PROVIDED RECORDS below:
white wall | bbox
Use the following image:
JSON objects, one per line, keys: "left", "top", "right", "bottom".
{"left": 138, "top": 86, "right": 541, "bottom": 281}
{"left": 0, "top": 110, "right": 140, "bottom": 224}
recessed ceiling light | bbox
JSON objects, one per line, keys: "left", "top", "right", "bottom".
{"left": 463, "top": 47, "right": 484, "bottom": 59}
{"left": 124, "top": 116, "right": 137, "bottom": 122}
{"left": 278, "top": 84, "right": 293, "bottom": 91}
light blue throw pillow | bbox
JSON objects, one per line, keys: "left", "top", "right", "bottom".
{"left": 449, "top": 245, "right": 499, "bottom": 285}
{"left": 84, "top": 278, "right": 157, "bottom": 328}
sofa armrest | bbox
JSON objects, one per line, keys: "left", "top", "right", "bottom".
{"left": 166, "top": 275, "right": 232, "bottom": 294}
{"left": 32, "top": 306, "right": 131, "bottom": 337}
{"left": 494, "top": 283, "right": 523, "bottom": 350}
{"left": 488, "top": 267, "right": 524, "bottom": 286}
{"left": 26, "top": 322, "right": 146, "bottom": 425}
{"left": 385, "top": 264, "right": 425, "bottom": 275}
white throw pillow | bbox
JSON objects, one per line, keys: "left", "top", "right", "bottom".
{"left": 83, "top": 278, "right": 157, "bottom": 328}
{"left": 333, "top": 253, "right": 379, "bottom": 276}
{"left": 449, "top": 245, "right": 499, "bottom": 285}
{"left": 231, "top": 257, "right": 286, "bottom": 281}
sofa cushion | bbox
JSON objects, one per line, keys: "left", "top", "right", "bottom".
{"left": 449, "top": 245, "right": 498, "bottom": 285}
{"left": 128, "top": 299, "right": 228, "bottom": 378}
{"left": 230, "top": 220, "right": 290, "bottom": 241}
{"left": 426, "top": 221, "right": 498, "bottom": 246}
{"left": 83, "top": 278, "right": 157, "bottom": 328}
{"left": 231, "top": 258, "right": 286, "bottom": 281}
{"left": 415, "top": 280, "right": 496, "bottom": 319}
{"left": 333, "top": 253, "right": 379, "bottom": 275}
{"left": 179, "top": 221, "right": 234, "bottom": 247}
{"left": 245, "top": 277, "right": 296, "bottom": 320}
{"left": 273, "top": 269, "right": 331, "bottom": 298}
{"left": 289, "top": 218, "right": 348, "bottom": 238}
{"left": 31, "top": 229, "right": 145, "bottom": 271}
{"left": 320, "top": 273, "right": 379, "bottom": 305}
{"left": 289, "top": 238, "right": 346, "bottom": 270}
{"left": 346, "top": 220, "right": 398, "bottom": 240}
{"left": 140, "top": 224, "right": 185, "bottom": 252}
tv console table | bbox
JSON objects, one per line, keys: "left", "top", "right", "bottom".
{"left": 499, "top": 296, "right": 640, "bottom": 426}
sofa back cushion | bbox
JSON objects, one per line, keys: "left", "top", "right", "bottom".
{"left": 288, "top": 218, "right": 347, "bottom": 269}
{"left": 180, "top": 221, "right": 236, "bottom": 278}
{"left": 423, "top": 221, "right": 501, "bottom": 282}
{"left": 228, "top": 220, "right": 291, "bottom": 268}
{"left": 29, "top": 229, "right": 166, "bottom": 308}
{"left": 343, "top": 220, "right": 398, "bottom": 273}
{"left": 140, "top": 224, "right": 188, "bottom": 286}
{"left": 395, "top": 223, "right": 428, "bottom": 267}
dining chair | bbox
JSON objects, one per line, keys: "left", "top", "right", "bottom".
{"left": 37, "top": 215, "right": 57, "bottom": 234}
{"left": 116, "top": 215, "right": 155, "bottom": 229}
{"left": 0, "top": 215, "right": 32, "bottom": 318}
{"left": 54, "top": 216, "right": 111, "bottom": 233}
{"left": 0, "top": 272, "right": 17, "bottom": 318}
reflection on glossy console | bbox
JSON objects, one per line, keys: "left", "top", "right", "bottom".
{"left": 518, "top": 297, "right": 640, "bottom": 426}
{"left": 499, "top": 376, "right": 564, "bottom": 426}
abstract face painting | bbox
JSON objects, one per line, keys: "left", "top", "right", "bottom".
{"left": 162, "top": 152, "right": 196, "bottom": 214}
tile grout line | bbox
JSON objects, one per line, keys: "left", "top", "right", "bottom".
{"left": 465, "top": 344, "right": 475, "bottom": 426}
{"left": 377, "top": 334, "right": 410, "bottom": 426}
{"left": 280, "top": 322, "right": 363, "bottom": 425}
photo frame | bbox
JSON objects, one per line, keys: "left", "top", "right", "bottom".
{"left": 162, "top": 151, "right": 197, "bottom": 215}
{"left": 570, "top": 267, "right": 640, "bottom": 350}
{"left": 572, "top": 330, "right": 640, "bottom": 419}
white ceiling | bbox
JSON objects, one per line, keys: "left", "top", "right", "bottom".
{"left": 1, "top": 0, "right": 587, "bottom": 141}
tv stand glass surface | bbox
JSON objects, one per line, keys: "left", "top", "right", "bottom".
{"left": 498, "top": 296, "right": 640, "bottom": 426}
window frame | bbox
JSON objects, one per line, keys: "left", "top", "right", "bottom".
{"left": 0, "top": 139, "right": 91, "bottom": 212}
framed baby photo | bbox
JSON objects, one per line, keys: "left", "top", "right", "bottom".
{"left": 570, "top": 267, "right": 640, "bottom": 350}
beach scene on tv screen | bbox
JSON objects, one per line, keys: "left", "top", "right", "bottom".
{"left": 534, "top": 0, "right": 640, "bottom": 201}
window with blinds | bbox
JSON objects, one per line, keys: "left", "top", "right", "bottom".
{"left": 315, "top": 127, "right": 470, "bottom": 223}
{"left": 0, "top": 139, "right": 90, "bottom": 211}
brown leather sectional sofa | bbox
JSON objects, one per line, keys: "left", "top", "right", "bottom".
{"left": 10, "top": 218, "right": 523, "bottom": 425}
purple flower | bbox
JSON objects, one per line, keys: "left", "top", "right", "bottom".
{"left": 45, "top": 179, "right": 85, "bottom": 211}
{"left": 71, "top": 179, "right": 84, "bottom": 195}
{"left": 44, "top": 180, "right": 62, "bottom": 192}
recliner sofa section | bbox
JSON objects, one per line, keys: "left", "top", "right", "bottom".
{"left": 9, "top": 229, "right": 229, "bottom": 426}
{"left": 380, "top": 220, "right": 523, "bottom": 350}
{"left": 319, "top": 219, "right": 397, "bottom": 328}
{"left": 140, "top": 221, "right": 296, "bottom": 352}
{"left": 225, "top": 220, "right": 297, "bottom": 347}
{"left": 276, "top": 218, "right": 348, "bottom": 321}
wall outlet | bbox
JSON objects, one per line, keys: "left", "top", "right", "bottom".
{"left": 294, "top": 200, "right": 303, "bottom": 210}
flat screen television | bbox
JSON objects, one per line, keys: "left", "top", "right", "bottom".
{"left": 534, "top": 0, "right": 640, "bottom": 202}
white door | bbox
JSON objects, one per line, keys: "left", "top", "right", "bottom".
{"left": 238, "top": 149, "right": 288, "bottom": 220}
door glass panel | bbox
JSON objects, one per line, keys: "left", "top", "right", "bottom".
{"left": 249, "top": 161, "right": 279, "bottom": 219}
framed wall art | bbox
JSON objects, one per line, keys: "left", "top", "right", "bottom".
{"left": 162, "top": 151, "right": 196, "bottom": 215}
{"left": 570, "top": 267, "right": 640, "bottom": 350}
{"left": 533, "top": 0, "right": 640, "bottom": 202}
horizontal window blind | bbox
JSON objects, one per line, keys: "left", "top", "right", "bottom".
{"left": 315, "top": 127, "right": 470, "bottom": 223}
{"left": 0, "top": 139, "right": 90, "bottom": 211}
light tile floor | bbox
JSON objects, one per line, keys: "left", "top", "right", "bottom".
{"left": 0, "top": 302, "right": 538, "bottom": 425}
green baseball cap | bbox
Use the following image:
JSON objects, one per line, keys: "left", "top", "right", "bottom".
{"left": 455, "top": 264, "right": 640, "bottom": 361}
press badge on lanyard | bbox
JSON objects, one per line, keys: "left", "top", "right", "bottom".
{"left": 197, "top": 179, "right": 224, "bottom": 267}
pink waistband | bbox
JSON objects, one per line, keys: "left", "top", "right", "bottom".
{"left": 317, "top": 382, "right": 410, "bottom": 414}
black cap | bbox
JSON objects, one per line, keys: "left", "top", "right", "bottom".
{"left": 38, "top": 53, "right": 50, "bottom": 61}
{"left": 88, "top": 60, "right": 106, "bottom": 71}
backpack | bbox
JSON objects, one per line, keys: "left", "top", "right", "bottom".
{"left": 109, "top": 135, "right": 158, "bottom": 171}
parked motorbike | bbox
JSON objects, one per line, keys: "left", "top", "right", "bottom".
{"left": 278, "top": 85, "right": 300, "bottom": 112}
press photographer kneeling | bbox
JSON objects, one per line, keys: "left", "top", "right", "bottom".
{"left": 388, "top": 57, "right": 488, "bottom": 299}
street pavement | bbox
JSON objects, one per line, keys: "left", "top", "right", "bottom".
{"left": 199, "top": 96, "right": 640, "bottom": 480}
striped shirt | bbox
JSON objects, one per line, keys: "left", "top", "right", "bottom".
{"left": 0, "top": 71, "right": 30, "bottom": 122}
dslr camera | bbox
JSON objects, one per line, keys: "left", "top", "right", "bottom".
End of PROVIDED RECORDS.
**DIRECTIONS FOR THIS TASK**:
Once each line with "throw" in the entries is counted, state the total and nothing else.

**SOLUTION**:
2